_Exercise task:_
Please change every "whole pixels" in the lines below to "integer pixels", keeping everything else the same, and leave the pictures out of your answer.

_Data records:_
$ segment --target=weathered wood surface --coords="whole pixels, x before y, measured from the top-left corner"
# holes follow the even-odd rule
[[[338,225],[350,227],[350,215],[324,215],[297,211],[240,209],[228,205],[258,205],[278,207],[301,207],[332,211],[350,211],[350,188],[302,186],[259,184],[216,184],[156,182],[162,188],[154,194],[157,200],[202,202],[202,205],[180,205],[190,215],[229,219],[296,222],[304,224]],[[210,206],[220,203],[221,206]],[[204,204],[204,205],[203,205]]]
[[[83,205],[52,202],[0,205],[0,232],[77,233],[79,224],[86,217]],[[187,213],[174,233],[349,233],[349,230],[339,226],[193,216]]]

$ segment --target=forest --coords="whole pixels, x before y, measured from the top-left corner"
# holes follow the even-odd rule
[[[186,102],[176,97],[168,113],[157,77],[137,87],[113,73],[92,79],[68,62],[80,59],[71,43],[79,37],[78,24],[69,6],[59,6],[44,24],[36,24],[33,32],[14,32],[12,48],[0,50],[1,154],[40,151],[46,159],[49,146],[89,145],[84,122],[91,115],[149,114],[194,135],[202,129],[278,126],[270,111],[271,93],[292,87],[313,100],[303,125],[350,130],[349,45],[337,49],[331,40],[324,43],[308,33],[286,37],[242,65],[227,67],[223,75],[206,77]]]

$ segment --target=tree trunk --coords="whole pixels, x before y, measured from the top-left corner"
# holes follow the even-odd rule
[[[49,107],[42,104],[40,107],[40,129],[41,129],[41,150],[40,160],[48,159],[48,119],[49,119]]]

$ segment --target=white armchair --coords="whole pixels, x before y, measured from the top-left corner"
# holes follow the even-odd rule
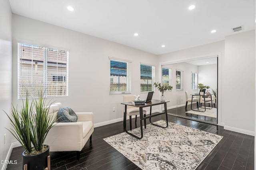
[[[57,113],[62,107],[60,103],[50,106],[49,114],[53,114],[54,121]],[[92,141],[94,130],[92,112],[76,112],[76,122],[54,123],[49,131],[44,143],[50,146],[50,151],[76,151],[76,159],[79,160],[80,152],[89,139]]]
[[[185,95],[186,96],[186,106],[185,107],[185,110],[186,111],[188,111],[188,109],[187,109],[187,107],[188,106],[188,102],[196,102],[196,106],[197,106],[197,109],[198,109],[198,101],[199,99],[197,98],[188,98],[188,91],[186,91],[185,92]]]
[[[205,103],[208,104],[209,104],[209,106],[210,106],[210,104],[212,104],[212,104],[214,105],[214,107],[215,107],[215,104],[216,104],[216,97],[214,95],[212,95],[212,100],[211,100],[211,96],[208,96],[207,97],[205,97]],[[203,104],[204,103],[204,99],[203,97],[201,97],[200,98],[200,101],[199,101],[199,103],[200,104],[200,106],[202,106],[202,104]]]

_Full answer:_
$ segment --target=weathered wood surface --coords="integer pixels, x before y, measured from the top-left corner"
# holes follow the even-odd rule
[[[338,225],[350,227],[350,215],[324,215],[297,211],[240,209],[228,205],[258,205],[278,207],[301,207],[332,211],[350,211],[350,188],[302,186],[259,184],[216,184],[156,182],[162,188],[154,194],[157,200],[202,202],[202,205],[180,205],[190,215],[229,219],[296,222],[304,224]],[[210,206],[220,203],[221,206]],[[204,204],[204,205],[203,205]]]
[[[83,205],[52,202],[0,205],[0,232],[77,233],[79,224],[86,217]],[[187,213],[174,233],[349,233],[349,230],[339,226],[193,216]]]

$ segment --target=forest --coords="integer pixels, x before y, measured from the top-left corner"
# holes follow the even-odd rule
[[[186,102],[176,97],[168,113],[157,77],[137,87],[113,73],[92,79],[68,62],[80,59],[71,43],[79,37],[78,24],[69,6],[59,6],[44,24],[36,24],[33,32],[14,32],[12,48],[0,50],[1,154],[40,151],[46,159],[49,146],[89,145],[84,122],[91,115],[149,114],[194,135],[202,129],[278,126],[270,111],[271,93],[292,87],[313,100],[303,125],[350,130],[349,45],[337,49],[331,40],[324,43],[308,33],[286,37],[242,65],[227,67],[223,75],[206,77]]]

$ segment --target=tree trunk --coords="integer pixels, x before y, measured from the top-left corner"
# holes follow the even-odd rule
[[[49,107],[42,104],[40,107],[40,129],[41,129],[41,150],[40,160],[48,159],[48,119],[49,119]]]

$ segment --target=white armchair --coords="integer pixels, x before y, measured from the top-left corner"
# holes follow the even-odd rule
[[[57,113],[62,107],[60,103],[50,106],[49,114],[53,114],[54,121]],[[92,141],[94,130],[92,112],[76,112],[76,122],[54,123],[49,131],[44,143],[50,146],[50,151],[76,151],[76,159],[79,160],[80,152],[89,139]]]
[[[185,95],[186,96],[186,106],[185,107],[185,110],[186,111],[188,111],[188,109],[187,109],[187,107],[188,106],[188,102],[196,102],[196,106],[197,106],[197,109],[198,109],[198,101],[199,99],[197,98],[188,98],[188,91],[186,91],[185,92]]]
[[[205,103],[208,104],[209,104],[209,106],[210,106],[210,104],[212,104],[212,104],[214,105],[214,107],[215,107],[215,104],[216,104],[216,97],[214,95],[212,95],[212,100],[211,100],[211,96],[208,96],[207,97],[205,97]],[[203,104],[204,103],[204,99],[203,97],[201,97],[200,98],[200,101],[199,101],[199,103],[200,104],[200,106],[202,106],[202,104]]]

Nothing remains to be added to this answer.